§ **About this exercise**
In the ALEC commentary, rewrite the passage that opens with the words "Amongst ALEC's stellar" and closes with "in every state.", renaming "food contamination" as "foodborne illness".

§ **Extract to read**

During the course of our dialogue I failed to adequately express why the narrow topic of whether ALEC violates the letter of the law entails an erroneous frame.

The question cannot be divorced from the real world impact of its member corporations. Doing so is analogous to the arguments presented on behalf of the Nuremberg defendants that their war crimes trials amounted to retroactive criminalization of "actions that had been legal [under German law], and even required under orders."

You might suggest that Nuremberg is an extreme example.

I'm not so sure.

Amongst ALEC's stellar members are giant corporations, like Exxon-Mobil and Koch Industries, who, in the interests of their corporate bottom lines, are leading the climate change denial campaign even as the CO2 & toxins they deposit into the environment and resultant global climate change contribute to an estimated 300,000 deaths per year --- not to mention the threat this poses to planetary survival.

Then there are the 40,000 Americans who die each year from food contamination, the 45,000 Americans who die each year simply because they can't afford health insurance, and the 300% to 400% increase in "justifiable homicides" following Florida's adoption of its "stand-your-ground" law, which law, ALEC is seeking to see emulated in every state.

Add to that the wholesale slaughter brought on by the military-industrial complex and perpetual war and you begin to see numbers that sound a whole lot like genocide.

You may suggest that all of this cannot be laid upon ALEC. But ALEC, along with the Federalist Society, the U.S. Chamber of Commerce, Fox 'News'/right-wing radio/right-wing think tanks, are simply tools through which a tiny group of radical, right-wing billionaires seek to eradicate constitutional democracy, the rule of law and the legal safeguards, like the EPA, which are designed to prevent the very environmental catastrophe that may be the result of their plutocratic manipulations.

Canning may be accurate in the startling assertions he offers above, though I'd still argue that the opposition to ALEC is built on strong, but ideology disagreement (in as much as opposing genocide must now be seen as ideological in today's grotesquely perverted political environment.)

Yes, the intent of ALEC's "model legislation" is clearly abhorrent to most progressives, and likely to most Americans as a whole if they fully knew about it and the costs they pay for it. Yes, ALEC's methods are duplicitous and non-transparent. Yes, ALEC and it's members work to skirt the intent of corporate lobbying laws, even if they follow the letter of it (or claim to.) Yes, ALEC and their corporate sponsors should be targeted by an open and transparent and democratic campaign forcing its corporate sponsors into the light for their participation in such an insidious and malevolent organization.

Ultimately, however, "the problem with ALEC", is our problem. The problem of "we, the people" who have allowed such an organization to hold such sway over our democratic system of self-governance. It is the laws that allow an ALEC to operate as they do, particularly in a twisted post-Citizens United world, that are to blame --- along with the legislators who put the group's corporate interests ahead of their constituents', and the law enforcement and election officials who decline to fully hold the group accountable to existing laws (eg. See the comments from the Tobacco Lobbyist in response to Fang in the video above.)

The "problem with ALEC", ultimately, is a systemic one. Not one with ALEC itself. If ALEC is struck down, another "ALEC" will simply rise in its place, at least until the way this nation "self-governs" itself --- with a government that was originally crafted to be of the people, by the people and for the people --- sees a sea change that puts its citizens first once again, and its fictional business entities back down in the basement of the societal pecking order where they belong: as legal collectives meant to serve the people, rather than dictate, control and even kill them.

What's the problem with ALEC? We are. So the real question continues to be: What are we, the people, going to do about it?

Data records:
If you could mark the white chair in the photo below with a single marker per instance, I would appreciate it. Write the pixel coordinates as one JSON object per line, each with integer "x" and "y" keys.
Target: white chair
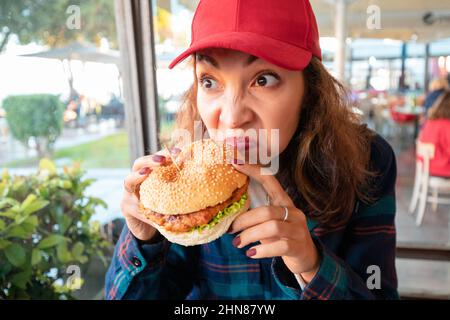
{"x": 423, "y": 182}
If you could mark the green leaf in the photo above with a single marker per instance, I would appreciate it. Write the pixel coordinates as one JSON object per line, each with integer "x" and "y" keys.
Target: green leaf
{"x": 32, "y": 221}
{"x": 46, "y": 164}
{"x": 63, "y": 253}
{"x": 8, "y": 214}
{"x": 65, "y": 223}
{"x": 4, "y": 243}
{"x": 21, "y": 232}
{"x": 8, "y": 202}
{"x": 35, "y": 206}
{"x": 21, "y": 279}
{"x": 36, "y": 257}
{"x": 77, "y": 251}
{"x": 65, "y": 184}
{"x": 51, "y": 241}
{"x": 15, "y": 254}
{"x": 29, "y": 200}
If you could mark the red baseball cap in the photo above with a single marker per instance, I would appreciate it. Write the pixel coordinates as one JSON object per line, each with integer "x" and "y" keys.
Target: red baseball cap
{"x": 282, "y": 32}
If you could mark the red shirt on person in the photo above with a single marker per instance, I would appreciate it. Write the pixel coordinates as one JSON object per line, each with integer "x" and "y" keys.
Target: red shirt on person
{"x": 437, "y": 132}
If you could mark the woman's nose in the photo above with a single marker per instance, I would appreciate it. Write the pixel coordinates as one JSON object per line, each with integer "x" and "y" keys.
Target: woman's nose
{"x": 234, "y": 113}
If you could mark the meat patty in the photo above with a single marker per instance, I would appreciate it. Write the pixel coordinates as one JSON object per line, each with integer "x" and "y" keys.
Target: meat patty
{"x": 185, "y": 222}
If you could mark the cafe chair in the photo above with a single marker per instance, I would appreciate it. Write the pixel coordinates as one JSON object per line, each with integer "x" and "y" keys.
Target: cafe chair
{"x": 423, "y": 182}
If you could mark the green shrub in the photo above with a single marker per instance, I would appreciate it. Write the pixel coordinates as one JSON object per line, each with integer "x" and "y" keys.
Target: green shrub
{"x": 38, "y": 116}
{"x": 46, "y": 232}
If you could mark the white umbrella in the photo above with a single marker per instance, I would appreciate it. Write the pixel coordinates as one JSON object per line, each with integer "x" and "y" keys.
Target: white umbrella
{"x": 84, "y": 52}
{"x": 422, "y": 20}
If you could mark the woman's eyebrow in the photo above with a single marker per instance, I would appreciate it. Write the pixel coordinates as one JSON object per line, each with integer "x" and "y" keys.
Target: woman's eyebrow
{"x": 210, "y": 60}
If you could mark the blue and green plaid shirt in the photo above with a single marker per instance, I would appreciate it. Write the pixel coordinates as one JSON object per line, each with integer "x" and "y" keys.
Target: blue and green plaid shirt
{"x": 218, "y": 270}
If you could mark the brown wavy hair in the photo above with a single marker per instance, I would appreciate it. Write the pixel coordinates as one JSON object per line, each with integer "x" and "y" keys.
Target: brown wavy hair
{"x": 442, "y": 109}
{"x": 325, "y": 167}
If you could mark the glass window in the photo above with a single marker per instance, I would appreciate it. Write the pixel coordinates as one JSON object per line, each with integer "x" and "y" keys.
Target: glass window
{"x": 61, "y": 98}
{"x": 172, "y": 24}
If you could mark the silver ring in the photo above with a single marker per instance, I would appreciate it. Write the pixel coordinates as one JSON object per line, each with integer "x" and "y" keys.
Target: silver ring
{"x": 286, "y": 213}
{"x": 128, "y": 190}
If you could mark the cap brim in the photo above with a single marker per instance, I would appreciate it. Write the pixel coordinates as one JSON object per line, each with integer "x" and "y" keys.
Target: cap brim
{"x": 279, "y": 53}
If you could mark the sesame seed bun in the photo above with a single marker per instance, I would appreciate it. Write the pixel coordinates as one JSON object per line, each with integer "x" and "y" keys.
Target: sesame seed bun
{"x": 200, "y": 181}
{"x": 198, "y": 237}
{"x": 204, "y": 180}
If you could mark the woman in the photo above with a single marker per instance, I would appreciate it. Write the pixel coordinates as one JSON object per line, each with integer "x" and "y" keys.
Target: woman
{"x": 437, "y": 131}
{"x": 257, "y": 65}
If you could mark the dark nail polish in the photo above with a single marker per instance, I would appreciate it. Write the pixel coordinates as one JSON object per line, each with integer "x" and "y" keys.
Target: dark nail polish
{"x": 237, "y": 241}
{"x": 158, "y": 158}
{"x": 251, "y": 252}
{"x": 144, "y": 171}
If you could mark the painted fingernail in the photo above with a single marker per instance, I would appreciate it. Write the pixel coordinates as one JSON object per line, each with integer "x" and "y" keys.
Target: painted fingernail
{"x": 144, "y": 171}
{"x": 158, "y": 158}
{"x": 237, "y": 241}
{"x": 251, "y": 252}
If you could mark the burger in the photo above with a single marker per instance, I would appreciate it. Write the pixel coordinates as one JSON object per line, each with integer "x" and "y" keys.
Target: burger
{"x": 194, "y": 199}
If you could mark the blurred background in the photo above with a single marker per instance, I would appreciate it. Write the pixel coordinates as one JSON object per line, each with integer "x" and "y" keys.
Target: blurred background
{"x": 79, "y": 101}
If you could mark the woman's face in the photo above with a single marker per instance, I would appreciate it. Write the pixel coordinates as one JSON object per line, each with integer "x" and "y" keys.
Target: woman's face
{"x": 238, "y": 92}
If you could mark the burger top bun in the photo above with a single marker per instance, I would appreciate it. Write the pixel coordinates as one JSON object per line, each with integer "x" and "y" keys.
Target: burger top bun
{"x": 202, "y": 179}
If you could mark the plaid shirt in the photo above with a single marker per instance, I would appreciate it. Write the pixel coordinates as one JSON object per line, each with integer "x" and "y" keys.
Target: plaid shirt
{"x": 218, "y": 270}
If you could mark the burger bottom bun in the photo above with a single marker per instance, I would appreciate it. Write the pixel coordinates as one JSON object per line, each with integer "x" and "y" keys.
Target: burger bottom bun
{"x": 201, "y": 237}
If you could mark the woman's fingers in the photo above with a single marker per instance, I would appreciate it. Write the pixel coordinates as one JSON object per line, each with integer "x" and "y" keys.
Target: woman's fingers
{"x": 156, "y": 159}
{"x": 262, "y": 214}
{"x": 149, "y": 161}
{"x": 130, "y": 208}
{"x": 269, "y": 229}
{"x": 277, "y": 195}
{"x": 133, "y": 180}
{"x": 281, "y": 247}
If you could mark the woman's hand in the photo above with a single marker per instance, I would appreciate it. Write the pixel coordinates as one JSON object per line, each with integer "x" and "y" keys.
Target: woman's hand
{"x": 142, "y": 167}
{"x": 289, "y": 239}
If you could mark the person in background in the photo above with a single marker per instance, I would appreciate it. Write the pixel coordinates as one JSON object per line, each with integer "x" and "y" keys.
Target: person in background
{"x": 437, "y": 131}
{"x": 436, "y": 88}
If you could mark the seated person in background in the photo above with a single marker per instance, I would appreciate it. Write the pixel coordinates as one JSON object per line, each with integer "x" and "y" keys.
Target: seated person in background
{"x": 437, "y": 88}
{"x": 437, "y": 131}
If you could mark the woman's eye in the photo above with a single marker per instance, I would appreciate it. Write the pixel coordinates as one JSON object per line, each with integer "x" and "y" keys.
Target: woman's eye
{"x": 266, "y": 80}
{"x": 208, "y": 83}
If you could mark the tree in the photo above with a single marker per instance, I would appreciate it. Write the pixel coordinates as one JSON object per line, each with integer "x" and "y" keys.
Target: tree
{"x": 44, "y": 22}
{"x": 38, "y": 117}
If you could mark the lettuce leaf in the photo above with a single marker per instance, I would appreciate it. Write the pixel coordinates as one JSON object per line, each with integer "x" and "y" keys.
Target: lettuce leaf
{"x": 232, "y": 208}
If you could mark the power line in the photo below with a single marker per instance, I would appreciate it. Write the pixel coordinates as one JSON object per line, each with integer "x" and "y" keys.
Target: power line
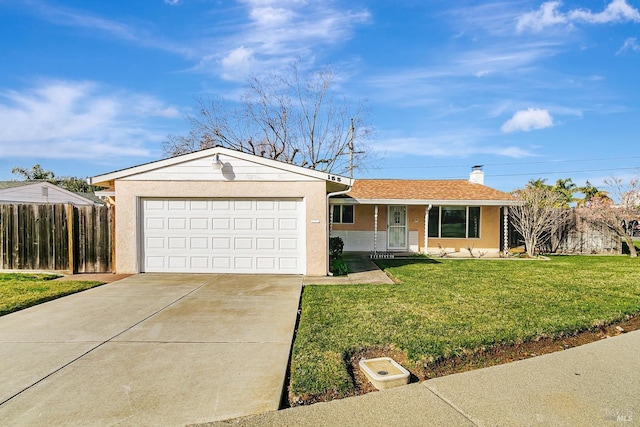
{"x": 521, "y": 163}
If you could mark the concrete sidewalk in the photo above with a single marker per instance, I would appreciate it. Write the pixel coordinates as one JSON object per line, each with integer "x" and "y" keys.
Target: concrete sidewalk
{"x": 361, "y": 270}
{"x": 596, "y": 384}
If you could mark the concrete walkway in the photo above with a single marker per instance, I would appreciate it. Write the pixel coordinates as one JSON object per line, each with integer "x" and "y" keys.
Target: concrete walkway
{"x": 596, "y": 384}
{"x": 361, "y": 270}
{"x": 152, "y": 349}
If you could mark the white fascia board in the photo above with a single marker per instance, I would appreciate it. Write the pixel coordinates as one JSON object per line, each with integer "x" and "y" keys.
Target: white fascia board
{"x": 123, "y": 173}
{"x": 351, "y": 201}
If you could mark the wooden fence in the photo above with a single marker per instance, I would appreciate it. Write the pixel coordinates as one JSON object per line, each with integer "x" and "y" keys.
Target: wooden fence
{"x": 70, "y": 238}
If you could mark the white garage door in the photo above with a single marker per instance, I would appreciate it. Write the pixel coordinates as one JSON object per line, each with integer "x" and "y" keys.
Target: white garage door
{"x": 223, "y": 235}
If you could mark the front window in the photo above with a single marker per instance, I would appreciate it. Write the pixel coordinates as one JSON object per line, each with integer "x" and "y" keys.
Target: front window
{"x": 342, "y": 214}
{"x": 454, "y": 222}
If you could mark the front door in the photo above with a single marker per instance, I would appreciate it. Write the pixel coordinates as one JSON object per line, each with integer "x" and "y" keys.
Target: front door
{"x": 397, "y": 227}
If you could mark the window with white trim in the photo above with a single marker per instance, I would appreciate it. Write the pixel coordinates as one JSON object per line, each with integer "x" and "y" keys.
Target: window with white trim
{"x": 454, "y": 222}
{"x": 343, "y": 214}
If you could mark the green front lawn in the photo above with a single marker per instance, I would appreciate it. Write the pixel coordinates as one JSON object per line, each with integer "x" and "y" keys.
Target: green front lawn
{"x": 451, "y": 307}
{"x": 19, "y": 291}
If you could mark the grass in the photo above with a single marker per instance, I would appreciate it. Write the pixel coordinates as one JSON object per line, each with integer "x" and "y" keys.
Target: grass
{"x": 444, "y": 308}
{"x": 19, "y": 291}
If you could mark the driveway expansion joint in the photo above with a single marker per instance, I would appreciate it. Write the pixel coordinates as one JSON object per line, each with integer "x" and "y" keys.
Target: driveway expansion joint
{"x": 452, "y": 405}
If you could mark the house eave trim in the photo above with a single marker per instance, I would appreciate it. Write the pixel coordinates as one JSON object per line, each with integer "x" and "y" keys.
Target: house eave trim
{"x": 123, "y": 173}
{"x": 421, "y": 202}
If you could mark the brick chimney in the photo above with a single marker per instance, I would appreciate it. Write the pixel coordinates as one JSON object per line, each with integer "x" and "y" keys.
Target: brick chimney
{"x": 477, "y": 175}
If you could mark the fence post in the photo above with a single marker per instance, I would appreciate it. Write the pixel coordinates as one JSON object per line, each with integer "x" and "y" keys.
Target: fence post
{"x": 70, "y": 238}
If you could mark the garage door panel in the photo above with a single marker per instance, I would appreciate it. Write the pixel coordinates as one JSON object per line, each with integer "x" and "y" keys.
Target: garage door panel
{"x": 220, "y": 235}
{"x": 177, "y": 205}
{"x": 243, "y": 224}
{"x": 198, "y": 243}
{"x": 243, "y": 243}
{"x": 177, "y": 224}
{"x": 223, "y": 224}
{"x": 199, "y": 223}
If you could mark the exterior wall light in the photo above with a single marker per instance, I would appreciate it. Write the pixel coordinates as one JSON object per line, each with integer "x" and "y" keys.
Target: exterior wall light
{"x": 217, "y": 163}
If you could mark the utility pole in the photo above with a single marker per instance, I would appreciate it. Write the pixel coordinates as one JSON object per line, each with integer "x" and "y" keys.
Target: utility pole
{"x": 352, "y": 131}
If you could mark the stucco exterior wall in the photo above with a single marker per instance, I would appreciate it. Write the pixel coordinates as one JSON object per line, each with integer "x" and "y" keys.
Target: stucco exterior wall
{"x": 128, "y": 193}
{"x": 490, "y": 230}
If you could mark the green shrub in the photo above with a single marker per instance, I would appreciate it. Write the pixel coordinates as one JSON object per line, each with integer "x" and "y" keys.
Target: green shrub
{"x": 338, "y": 267}
{"x": 336, "y": 245}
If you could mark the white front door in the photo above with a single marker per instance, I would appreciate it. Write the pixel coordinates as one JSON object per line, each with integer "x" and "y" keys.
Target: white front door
{"x": 223, "y": 236}
{"x": 397, "y": 227}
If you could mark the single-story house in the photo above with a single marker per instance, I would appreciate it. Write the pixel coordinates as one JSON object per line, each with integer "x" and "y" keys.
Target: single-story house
{"x": 220, "y": 210}
{"x": 436, "y": 217}
{"x": 41, "y": 192}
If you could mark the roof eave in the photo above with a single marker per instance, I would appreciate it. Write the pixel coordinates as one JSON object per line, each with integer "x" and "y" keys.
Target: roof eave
{"x": 123, "y": 173}
{"x": 438, "y": 202}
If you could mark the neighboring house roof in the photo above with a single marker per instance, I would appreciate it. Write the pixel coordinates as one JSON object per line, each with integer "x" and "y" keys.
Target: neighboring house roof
{"x": 107, "y": 179}
{"x": 387, "y": 191}
{"x": 41, "y": 192}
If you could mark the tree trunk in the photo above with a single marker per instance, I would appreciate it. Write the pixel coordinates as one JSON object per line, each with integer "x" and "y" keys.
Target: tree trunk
{"x": 632, "y": 248}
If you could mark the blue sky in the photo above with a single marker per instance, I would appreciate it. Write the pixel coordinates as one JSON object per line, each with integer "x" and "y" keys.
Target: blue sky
{"x": 529, "y": 89}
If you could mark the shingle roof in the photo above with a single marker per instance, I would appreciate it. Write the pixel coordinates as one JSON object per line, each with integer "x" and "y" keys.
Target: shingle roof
{"x": 428, "y": 190}
{"x": 12, "y": 184}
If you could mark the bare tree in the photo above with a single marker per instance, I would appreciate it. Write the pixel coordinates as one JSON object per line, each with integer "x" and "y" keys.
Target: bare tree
{"x": 536, "y": 216}
{"x": 603, "y": 211}
{"x": 293, "y": 118}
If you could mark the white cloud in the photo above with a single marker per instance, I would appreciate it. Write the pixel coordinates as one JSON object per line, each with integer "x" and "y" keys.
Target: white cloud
{"x": 78, "y": 120}
{"x": 616, "y": 11}
{"x": 629, "y": 44}
{"x": 237, "y": 63}
{"x": 549, "y": 15}
{"x": 546, "y": 16}
{"x": 526, "y": 120}
{"x": 277, "y": 32}
{"x": 66, "y": 16}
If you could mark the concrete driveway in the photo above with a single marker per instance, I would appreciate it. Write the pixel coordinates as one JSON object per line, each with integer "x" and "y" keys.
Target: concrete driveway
{"x": 152, "y": 349}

§ **Result of this exercise**
Amongst ALEC's stellar members are giant corporations, like Exxon-Mobil and Koch Industries, who, in the interests of their corporate bottom lines, are leading the climate change denial campaign even as the CO2 & toxins they deposit into the environment and resultant global climate change contribute to an estimated 300,000 deaths per year --- not to mention the threat this poses to planetary survival.

Then there are the 40,000 Americans who die each year from foodborne illness, the 45,000 Americans who die each year simply because they can't afford health insurance, and the 300% to 400% increase in "justifiable homicides" following Florida's adoption of its "stand-your-ground" law, which law, ALEC is seeking to see emulated in every state.